- [ABOUT THIS EXERCISE]: Starting from the line that holds "Question. For every instance of the woman's eyebrow", print every line through the end of the records, first and last included.

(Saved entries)
■ ■ ■
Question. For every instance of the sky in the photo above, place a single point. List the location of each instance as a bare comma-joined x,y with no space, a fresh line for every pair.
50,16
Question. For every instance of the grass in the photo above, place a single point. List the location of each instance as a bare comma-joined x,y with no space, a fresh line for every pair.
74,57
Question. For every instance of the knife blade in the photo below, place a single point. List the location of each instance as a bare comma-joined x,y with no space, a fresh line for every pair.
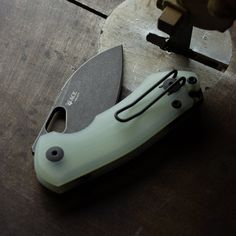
92,89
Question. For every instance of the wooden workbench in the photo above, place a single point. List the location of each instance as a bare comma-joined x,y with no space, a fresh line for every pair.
183,185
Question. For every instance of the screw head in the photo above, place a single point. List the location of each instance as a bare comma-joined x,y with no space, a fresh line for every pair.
176,104
192,80
55,154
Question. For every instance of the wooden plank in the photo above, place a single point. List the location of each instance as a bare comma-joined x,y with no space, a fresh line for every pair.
103,6
186,180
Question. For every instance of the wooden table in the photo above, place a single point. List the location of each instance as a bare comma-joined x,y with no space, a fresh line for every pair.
183,185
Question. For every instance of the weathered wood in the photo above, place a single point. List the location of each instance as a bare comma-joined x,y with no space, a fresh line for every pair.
41,44
103,6
132,21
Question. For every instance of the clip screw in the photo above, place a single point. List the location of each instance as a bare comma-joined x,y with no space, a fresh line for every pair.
54,154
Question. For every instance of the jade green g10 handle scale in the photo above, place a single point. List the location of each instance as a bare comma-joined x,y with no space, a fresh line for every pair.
62,160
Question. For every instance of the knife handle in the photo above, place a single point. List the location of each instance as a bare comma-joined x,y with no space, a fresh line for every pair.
63,160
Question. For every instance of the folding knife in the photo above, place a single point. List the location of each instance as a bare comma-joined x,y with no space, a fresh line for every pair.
100,135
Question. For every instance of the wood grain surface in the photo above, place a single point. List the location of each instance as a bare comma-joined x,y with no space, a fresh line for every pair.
104,6
183,185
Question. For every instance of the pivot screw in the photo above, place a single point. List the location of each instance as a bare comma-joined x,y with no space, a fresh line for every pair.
177,104
55,154
192,80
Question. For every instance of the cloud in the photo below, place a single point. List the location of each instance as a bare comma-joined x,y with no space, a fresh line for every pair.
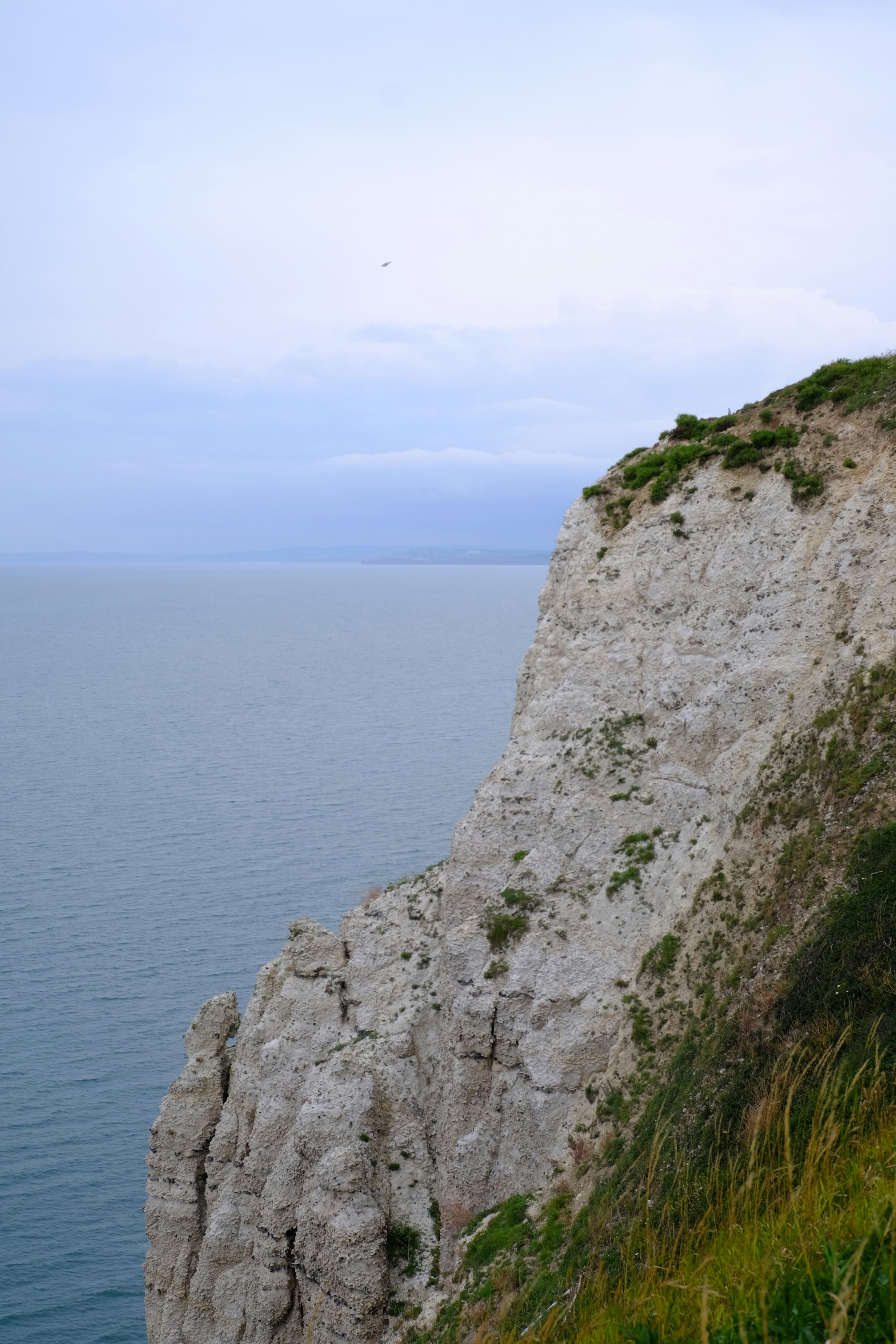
597,217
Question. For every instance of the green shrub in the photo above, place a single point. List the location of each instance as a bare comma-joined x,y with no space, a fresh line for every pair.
404,1248
786,436
743,455
504,928
811,396
508,1229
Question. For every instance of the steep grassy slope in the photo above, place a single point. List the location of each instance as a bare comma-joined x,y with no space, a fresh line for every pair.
738,1185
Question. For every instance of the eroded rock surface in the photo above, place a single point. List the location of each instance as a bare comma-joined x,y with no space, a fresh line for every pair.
417,1068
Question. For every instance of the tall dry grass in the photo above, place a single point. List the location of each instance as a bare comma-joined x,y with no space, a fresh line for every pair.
802,1208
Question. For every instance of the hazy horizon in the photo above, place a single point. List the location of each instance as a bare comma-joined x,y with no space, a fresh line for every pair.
596,218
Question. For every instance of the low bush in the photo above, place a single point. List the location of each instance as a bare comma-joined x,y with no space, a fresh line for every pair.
404,1248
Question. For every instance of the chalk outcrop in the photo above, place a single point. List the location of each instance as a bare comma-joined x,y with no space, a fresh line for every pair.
438,1053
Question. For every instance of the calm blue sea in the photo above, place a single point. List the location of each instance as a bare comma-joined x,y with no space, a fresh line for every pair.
193,756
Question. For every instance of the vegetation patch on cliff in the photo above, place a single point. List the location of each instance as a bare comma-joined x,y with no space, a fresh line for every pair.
743,1182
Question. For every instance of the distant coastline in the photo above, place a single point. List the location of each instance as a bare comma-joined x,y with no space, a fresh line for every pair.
296,556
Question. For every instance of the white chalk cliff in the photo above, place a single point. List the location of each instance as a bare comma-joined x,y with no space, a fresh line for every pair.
409,1060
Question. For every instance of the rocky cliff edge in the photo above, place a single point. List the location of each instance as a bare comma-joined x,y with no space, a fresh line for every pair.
456,1041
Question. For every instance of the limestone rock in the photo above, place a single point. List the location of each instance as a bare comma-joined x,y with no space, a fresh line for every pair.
432,1053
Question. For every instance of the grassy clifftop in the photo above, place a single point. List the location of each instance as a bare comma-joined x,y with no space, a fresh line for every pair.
741,1185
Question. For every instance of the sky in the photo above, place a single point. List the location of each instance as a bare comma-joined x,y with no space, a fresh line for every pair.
596,215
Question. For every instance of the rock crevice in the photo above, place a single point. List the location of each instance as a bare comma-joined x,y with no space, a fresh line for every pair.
438,1054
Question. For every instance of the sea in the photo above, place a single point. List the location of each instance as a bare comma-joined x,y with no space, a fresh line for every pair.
191,756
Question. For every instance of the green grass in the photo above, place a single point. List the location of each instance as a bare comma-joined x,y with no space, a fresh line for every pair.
747,1190
848,383
404,1247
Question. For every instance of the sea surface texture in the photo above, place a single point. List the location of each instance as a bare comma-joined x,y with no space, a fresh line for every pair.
193,756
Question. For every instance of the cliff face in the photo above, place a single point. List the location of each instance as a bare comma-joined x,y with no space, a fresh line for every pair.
440,1053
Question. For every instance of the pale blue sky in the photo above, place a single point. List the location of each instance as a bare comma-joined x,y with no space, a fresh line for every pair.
597,214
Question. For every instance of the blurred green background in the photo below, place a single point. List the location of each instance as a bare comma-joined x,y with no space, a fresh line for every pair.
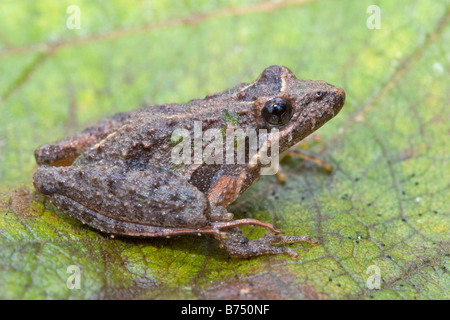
385,204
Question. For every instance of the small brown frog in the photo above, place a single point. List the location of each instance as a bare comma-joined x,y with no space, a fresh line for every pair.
119,176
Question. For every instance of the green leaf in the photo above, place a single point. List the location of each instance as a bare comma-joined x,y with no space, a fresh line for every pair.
384,208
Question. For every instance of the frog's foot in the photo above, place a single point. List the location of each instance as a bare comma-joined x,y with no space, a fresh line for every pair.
239,246
242,222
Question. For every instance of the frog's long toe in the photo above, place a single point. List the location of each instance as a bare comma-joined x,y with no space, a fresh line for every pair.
239,246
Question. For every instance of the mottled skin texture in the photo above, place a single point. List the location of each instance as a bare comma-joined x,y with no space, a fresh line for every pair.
118,176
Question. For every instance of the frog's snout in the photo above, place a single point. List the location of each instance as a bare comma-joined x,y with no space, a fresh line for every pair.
339,98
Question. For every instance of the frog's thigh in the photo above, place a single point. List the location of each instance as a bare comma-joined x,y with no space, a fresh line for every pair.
124,201
113,226
65,151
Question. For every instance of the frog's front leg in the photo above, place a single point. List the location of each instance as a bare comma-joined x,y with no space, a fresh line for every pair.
65,151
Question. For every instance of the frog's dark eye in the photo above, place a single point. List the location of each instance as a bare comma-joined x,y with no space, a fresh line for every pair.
277,111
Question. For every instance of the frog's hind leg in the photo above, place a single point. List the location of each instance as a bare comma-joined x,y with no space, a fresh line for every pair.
65,151
115,227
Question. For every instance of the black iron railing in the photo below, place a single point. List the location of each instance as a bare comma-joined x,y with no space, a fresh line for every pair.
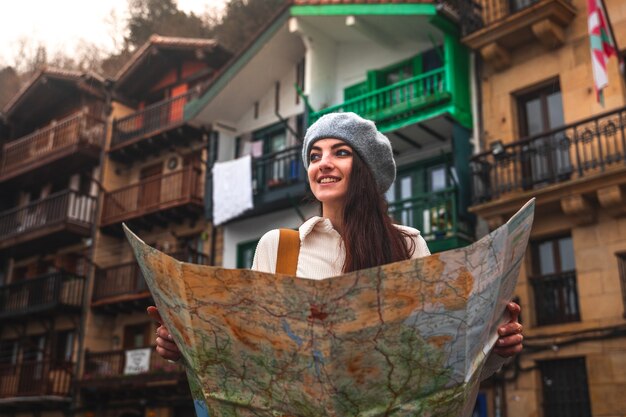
57,289
155,118
574,151
277,170
556,298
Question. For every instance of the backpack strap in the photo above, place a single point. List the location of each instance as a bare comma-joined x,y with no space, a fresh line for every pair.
288,251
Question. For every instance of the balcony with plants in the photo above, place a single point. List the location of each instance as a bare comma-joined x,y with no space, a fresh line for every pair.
156,200
578,162
61,218
61,147
507,24
426,86
149,130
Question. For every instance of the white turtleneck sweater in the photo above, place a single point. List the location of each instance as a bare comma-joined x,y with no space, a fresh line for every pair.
322,255
321,249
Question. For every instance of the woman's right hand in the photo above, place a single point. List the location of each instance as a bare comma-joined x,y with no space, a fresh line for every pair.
166,347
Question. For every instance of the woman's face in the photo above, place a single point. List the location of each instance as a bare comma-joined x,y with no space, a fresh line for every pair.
330,165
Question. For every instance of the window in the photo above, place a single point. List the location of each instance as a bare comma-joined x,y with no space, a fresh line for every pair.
565,391
554,281
621,265
63,346
245,253
546,158
136,336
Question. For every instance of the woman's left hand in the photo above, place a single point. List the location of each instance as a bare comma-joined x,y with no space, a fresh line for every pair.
510,341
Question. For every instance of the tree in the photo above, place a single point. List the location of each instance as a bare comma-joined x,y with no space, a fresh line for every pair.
241,20
148,17
9,84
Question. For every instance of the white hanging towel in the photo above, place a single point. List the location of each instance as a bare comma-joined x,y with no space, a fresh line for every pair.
232,189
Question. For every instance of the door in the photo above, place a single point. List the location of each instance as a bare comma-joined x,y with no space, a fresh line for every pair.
150,189
545,159
32,376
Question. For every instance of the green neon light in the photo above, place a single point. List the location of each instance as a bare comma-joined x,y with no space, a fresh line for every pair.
365,9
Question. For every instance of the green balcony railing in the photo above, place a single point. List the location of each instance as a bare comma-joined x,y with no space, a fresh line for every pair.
435,215
398,100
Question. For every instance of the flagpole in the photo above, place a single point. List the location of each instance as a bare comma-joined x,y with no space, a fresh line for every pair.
620,58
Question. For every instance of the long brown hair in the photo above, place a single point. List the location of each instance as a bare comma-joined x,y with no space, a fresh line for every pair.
369,236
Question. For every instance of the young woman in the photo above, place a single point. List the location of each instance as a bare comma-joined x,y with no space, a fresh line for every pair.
350,166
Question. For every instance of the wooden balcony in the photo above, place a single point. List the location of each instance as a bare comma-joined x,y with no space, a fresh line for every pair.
29,384
507,24
436,216
158,200
398,104
57,292
555,298
109,376
60,219
581,161
158,126
61,148
122,288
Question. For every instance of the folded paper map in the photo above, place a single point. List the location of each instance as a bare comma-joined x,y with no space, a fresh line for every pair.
405,339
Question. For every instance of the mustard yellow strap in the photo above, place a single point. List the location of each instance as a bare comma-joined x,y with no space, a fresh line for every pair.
288,251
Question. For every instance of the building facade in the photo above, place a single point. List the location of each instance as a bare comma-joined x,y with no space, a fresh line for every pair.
544,135
54,136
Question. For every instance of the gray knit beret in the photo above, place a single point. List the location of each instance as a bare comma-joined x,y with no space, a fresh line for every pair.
372,146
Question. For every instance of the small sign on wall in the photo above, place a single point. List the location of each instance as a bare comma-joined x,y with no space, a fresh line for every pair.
137,361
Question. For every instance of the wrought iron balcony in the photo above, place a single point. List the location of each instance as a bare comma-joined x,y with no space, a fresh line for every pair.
401,100
54,292
36,379
571,153
278,179
436,216
506,24
114,366
60,144
152,128
122,288
158,199
63,217
556,298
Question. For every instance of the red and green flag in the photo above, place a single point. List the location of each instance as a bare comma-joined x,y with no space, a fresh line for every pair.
603,45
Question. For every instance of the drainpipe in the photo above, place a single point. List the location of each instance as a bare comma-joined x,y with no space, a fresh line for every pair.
94,229
477,139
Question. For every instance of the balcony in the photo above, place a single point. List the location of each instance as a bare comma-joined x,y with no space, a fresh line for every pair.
122,288
436,216
60,219
39,380
507,24
278,179
59,149
556,298
123,373
57,292
158,126
157,200
399,104
586,159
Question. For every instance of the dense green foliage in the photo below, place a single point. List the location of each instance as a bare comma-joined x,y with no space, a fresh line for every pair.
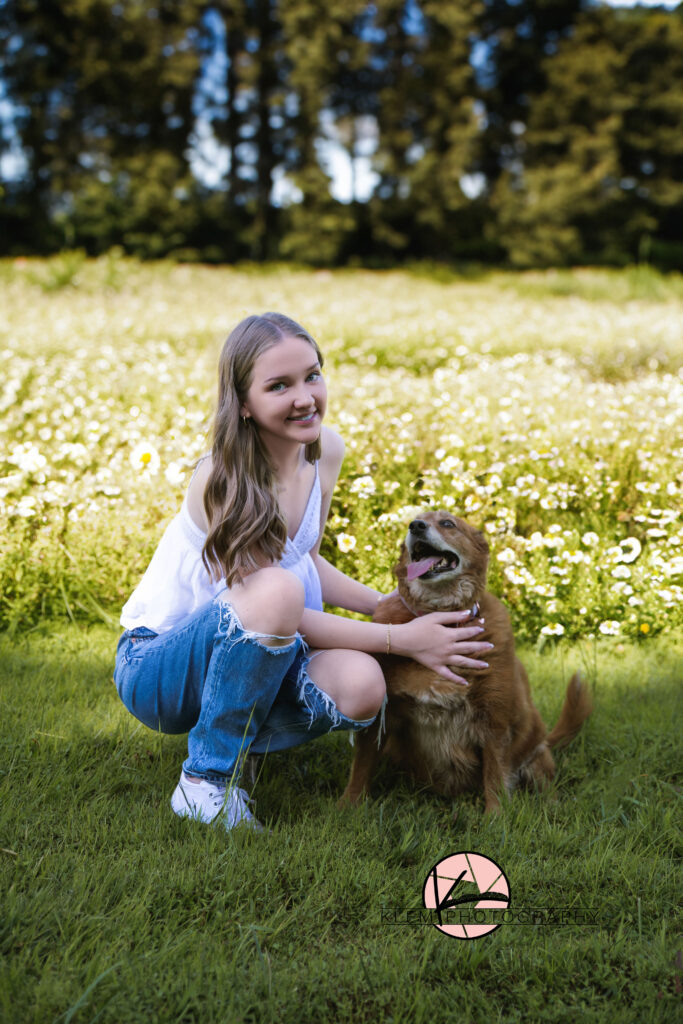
537,132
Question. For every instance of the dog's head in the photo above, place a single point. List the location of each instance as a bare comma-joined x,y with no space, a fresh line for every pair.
442,564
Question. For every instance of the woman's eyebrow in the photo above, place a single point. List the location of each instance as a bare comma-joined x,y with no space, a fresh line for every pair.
283,377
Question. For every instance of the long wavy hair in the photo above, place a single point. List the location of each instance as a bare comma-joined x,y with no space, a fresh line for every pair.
245,520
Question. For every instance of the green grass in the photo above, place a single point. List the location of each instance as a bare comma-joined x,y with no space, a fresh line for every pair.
115,910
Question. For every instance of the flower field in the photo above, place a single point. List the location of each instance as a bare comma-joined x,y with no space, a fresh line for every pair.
547,409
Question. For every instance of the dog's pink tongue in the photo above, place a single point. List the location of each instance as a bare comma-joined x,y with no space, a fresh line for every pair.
415,569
■ ■ ■
- [ANSWER BOX]:
Question. For every instance of the woman's eyebrow in the photo above, place a single point. List the location of each instance as a bare comma-joined x,y with no space, a fresh line for every pair.
283,377
Question. For every instance of the long wavy hair in the photo above, place a single point. List the location of each instance as a bare comma-joined x,y with no space, a fresh line for every pair.
245,520
Question. For every instance of the green grass in the photo above, place a single point. List the location of each instance as a bare comma-joined x,y with no space, a fresh line for every pair.
115,910
Question. For every instance of the flower field in the photo above, place a single point. List the location of each instance as a bare comma-joined x,y with no space, a fresh line for every pair.
547,409
Question. For every instance of the dog's pink tongue in the photo above, place a single point. List the location of each instance as a bare comma-joined x,y with no space, a fresh line for every pair.
415,569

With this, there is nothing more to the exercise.